Starting with the first line, transcribe the material exactly through to the last.

Task data »

==============================

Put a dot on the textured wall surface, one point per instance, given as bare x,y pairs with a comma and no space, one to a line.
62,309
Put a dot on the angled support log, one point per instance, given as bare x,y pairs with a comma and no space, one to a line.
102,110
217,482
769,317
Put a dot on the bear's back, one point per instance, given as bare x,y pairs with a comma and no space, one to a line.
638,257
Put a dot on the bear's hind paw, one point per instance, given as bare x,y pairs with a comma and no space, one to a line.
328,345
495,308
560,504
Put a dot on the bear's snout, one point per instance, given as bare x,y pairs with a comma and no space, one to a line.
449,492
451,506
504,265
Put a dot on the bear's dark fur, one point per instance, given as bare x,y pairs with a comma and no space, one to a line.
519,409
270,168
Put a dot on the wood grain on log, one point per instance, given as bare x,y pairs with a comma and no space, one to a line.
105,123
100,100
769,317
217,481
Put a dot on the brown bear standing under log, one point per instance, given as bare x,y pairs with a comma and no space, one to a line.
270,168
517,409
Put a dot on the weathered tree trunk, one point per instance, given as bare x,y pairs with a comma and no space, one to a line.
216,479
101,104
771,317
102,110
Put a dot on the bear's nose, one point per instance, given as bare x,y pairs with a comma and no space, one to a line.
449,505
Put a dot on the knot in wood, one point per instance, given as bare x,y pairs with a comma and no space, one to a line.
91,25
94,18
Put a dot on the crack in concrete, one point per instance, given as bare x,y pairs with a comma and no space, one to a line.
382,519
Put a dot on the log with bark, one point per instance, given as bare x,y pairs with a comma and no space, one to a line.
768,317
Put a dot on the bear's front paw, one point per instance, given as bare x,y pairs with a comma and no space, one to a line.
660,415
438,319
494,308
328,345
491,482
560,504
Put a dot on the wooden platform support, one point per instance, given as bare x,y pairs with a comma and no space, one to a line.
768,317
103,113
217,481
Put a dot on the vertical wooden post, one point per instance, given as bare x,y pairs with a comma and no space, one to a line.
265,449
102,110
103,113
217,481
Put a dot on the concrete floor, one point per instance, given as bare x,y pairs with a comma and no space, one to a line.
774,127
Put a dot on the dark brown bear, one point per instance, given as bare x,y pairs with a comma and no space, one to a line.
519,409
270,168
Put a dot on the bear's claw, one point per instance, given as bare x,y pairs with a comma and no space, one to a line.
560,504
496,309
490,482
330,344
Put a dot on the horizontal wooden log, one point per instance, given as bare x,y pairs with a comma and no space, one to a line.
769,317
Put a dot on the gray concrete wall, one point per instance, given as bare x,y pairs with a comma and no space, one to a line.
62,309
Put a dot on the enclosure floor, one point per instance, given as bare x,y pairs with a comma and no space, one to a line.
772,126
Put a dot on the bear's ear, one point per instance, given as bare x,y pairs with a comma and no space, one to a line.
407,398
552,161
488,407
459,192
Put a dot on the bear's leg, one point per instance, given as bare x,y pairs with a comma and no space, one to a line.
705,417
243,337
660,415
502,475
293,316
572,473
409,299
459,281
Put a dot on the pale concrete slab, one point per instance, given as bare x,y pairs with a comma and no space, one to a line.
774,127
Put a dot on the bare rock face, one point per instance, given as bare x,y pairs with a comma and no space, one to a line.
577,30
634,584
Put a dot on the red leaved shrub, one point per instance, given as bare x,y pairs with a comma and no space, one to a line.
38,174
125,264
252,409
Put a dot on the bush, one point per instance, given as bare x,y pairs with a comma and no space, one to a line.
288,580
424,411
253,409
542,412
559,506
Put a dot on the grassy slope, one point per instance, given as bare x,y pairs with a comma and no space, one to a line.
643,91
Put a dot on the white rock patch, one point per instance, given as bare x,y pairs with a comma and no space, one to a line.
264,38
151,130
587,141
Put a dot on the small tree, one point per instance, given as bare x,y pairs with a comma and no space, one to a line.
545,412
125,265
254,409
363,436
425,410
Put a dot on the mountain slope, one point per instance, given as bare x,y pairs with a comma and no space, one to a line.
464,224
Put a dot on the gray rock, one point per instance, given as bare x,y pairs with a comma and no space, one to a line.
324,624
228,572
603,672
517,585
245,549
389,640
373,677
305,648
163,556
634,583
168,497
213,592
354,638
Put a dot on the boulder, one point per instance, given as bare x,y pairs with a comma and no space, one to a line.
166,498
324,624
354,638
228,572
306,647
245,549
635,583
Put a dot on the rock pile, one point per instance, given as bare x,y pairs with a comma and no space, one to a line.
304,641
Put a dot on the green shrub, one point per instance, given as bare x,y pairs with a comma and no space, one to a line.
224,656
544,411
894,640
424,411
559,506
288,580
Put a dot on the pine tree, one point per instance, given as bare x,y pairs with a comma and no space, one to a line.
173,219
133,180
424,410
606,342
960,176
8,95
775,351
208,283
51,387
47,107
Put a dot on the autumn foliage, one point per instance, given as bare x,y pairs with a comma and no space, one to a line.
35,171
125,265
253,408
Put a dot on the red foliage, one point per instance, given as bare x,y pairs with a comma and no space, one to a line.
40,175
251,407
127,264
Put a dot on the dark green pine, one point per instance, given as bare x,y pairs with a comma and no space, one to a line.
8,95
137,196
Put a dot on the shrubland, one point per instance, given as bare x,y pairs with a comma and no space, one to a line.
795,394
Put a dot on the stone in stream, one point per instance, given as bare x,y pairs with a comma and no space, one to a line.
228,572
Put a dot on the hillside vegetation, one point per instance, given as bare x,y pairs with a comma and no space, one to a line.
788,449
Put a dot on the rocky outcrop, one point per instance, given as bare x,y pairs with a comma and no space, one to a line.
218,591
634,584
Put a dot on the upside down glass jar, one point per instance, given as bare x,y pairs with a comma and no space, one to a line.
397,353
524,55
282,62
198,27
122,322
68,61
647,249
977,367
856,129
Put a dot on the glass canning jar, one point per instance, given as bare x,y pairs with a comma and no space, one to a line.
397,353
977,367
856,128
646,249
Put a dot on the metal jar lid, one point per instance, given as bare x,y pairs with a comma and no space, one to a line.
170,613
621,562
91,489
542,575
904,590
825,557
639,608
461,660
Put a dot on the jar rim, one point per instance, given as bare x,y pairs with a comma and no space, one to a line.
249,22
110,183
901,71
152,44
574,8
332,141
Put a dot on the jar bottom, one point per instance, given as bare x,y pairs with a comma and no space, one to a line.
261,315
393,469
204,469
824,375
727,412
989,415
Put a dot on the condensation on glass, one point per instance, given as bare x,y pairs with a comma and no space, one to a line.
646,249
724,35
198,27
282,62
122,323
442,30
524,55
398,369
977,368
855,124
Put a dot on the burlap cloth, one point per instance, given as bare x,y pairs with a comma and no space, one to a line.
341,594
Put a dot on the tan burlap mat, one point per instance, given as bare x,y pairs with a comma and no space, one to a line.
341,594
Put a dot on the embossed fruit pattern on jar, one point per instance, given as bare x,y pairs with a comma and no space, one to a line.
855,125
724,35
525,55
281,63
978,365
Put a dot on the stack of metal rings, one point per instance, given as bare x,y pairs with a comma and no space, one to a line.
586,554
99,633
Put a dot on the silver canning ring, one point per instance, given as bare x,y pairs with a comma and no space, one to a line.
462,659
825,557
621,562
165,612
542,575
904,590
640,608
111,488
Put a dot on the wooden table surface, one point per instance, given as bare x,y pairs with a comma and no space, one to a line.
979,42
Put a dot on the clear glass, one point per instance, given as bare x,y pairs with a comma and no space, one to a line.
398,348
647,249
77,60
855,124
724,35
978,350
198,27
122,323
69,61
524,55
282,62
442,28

==============================

Task response »
Put a dot on the textured wall surface, one point per instance, given as bare x,y pairs with a comma and no space, one to a line.
62,309
Put a dot on the angled support log, one point per instance, given as bare x,y pairs with a comma and no space, one to a line.
102,110
217,482
769,317
Put a dot on the bear's back, one point per instance, given as bare x,y pairs with a comma and no space, one to a line.
638,257
Put a dot on the bear's hind paw, one point per instance, given as bare x,y pairs with a comma and no space, one to a line.
328,345
495,308
560,504
Put a dot on the bear's snout, one point per instance, given as bare x,y pairs with a comma and no space, one to a line.
449,492
451,506
504,265
Put a dot on the bear's dark fur, one point per instance, given as bare x,y pairs with a comma and no space, one to a line.
519,409
270,168
Put a dot on the wood grain on log, one point per instance, given as bare x,y pairs with a comma and no space, one to a line.
105,123
100,100
769,317
217,481
Put a dot on the brown bear standing under log, one point per instance, given as bare x,y pairs with a comma and no space, one to a line.
270,168
517,409
Put a dot on the weathered tree trunk, one point per instance, given as bare x,y pairs with a comma and no space, one to a line.
216,479
101,104
771,317
102,110
Put a dot on the bear's nose, one point per instance, given as bare x,y pairs with a comma and no space, one to a line.
449,505
Put a dot on the knot in wood, one point per instance, given as bare x,y pairs with a comma and no space, one to a line.
91,25
94,18
Put a dot on the crack in concrete, one point per instance, given as bare x,y pairs with a comma and no space, one to a line.
382,519
Put a dot on the log with bark, one point per instance, given as bare x,y pairs with a comma and no space, one to a line.
768,317
Put a dot on the bear's front paw, one point per instance, given as bare x,y pairs with a comma and no space, one to a line.
660,415
438,319
494,308
328,345
491,482
560,504
Put a dot on the wooden platform support, one point per instance, given as bare x,y pairs with a comma and no space, one to a line.
768,317
103,113
217,481
Put a dot on the vertical wooden post, one point per instance, given as bare x,y pairs with a comma and no space, one to a line.
265,449
102,110
103,113
217,481
Put a dot on the concrete floor, one point per instance, given as bare x,y pairs with a comma and no space, one to a line.
774,127
Put a dot on the dark brown bear, one point per instance, given as bare x,y pairs with a comma and no space, one to a line.
519,409
270,168
Put a dot on the bear's claw, one point per instance, given as bare x,y pairs with a comma and no space, one to a line.
560,504
496,309
490,482
330,344
Put a dot on the horizontal wooden log, one point per instance, given as bare x,y pairs with a comma and no space, one to a line.
769,317
Put a dot on the gray concrete wall, one point per instance, given as bare x,y pairs with a comma and no space, one to a line.
62,309
Put a dot on the enclosure floor, one point per instance, given as bare x,y pairs with a comma and no space, one to a line.
772,126
Put a dot on the bear's ear, one point per instance, given as bare x,y pairs with a comma and no space, one to a line.
407,398
552,161
488,407
459,192
Put a dot on the bear's leg, one point per instance, given as bare x,y pairs with a comma and no space, one to a line.
705,417
243,337
660,415
502,475
293,316
572,473
409,299
459,281
Put a dot on the pale concrete slab, one point per instance, given as bare x,y pairs with a comma and no space, one to a line.
774,127
Put a dot on the bare rock face, one point per instance, given as bare x,y pairs with a comma and no space, one to a line.
577,30
634,584
Put a dot on the red leaved shrub, one point per instance, given as bare x,y pairs with a comma and no space, one to a line.
38,174
125,264
252,409
Put a dot on the bush, one point per instance, given as bare x,y pairs with a comma and no space, one to a line.
288,580
424,411
253,409
542,412
559,506
Put a dot on the grassy slope, one point per instance, given as bare x,y pairs with a comma and no space, one to a line.
643,91
Put a dot on the white rock patch, one point per instance, given as bare x,y pairs with a comma and no space, one to a line.
264,38
151,130
587,141
Put a dot on the small tree, one point per instance, given as bare x,y pairs with a comma and no space, one to a line.
545,412
125,265
254,409
363,436
425,410
Put a dot on the mountain slope, one point per instance, given as bare x,y pairs with a comma and no space, one to a line.
464,224
Put a dot on the gray rock, one point per instance, given as bare x,y pairs with a comma and no space, one to a line.
324,624
228,572
603,672
517,585
245,549
389,640
373,677
305,648
163,556
634,583
168,497
213,592
354,638
Put a dot on the boulder, one point per instance, given as bare x,y pairs with a comma and no space, one to a line.
166,498
324,624
354,638
228,572
306,647
245,549
635,583
Put a dot on the rock pile, one point per instance, given as bare x,y pairs with a comma and no space, one to a line.
304,641
Put a dot on the green shrub, one point per instance, given as bare x,y pairs with a comma and no space, one to a line.
224,656
544,411
894,640
424,411
559,506
288,580
Put a dot on the pine tree, one point per instance, given as bare x,y pairs with a comma and no space, one to a line.
173,219
133,180
424,410
606,342
960,176
8,95
775,351
208,283
51,387
47,107
Put a dot on the autumn foliage, one point per instance, given as bare x,y pairs with a comma and no space, one to a line.
35,171
125,265
253,408
Put a dot on the red foliage, one point per instance, given as bare x,y pairs with a comma and no space, one to a line.
40,175
251,407
127,264
Put a dot on the dark green pine, one point per instance, given as bare x,y pairs with a comma and no space, one to a line.
8,95
137,196
Put a dot on the shrubland, one point per instance, given as bare x,y pairs with a comma and no space, one to a line.
795,394
Put a dot on the stone in stream, one point per instance, given as bare x,y pairs with a comma and no space, one to a line.
228,572
Put a dot on the hillside vegetation, one point per instance, given as bare x,y pairs with a comma and no space, one to a line.
788,449
Put a dot on the rocky outcrop, one point per instance, given as bare x,y pairs with a comma and no space, one to a line.
218,591
634,584
Put a dot on the upside down glass jar, one point per instance, given as bare x,y pairs with a comma and no space, one to a line.
397,353
524,55
282,62
198,27
122,322
68,61
647,249
977,367
856,129
Put a dot on the glass canning jar, one point per instance, given as bare x,y pairs with a comma and no space, one to a line.
397,353
977,367
856,128
646,249
Put a dot on the metal jar lid, one point per instance, given as bare x,y pairs with a comma and no space, one to a line.
170,613
621,562
91,489
542,575
904,590
825,557
639,608
461,660
Put a dot on the jar rim, one point per instance, given as bare x,y pairs with a comma and no space, one to a line.
249,22
110,183
901,71
152,44
574,8
332,141
Put a dot on the jar bottom, one point per instance, given as bare x,y pairs with a comma and no space, one to a line.
261,315
393,469
204,469
824,375
727,412
989,415
Put a dot on the condensation on glass, one point per instance, given as bare x,y pairs with a comma and no space, one to a line.
646,249
724,35
198,27
282,62
122,323
442,30
524,55
398,369
977,368
855,124
Put a dot on the burlap cloth, one point per instance, given as bare x,y pairs with a comma and no space, one to a line.
341,594
Put a dot on the tan burlap mat, one point per instance, given as bare x,y pairs with a comma and no space, one to a line.
341,594
Put a dot on the embossed fruit pattern on jar, one point per instance, given as bare x,y pairs with a comma and no space, one to a line.
855,125
724,35
525,55
281,63
978,365
Put a dot on the stack of metal rings, one point per instance, given as bare x,y pairs with a comma and no space, one to a line.
586,554
99,633
Put a dot on the silver canning ring, one point per instance, given as bare x,y pairs with a comma and no space, one to a line.
462,659
825,557
621,562
165,612
542,575
904,590
640,608
111,488
Put a dot on the wooden table surface, one point per instance, given as bare x,y pairs with a comma and no space, one to a line.
979,42
Put a dot on the clear glass, one point per instance, given as bare x,y pairs with a comma and no space, one to a line.
398,348
647,249
77,60
855,124
724,35
978,350
198,27
122,323
69,61
524,55
282,62
442,28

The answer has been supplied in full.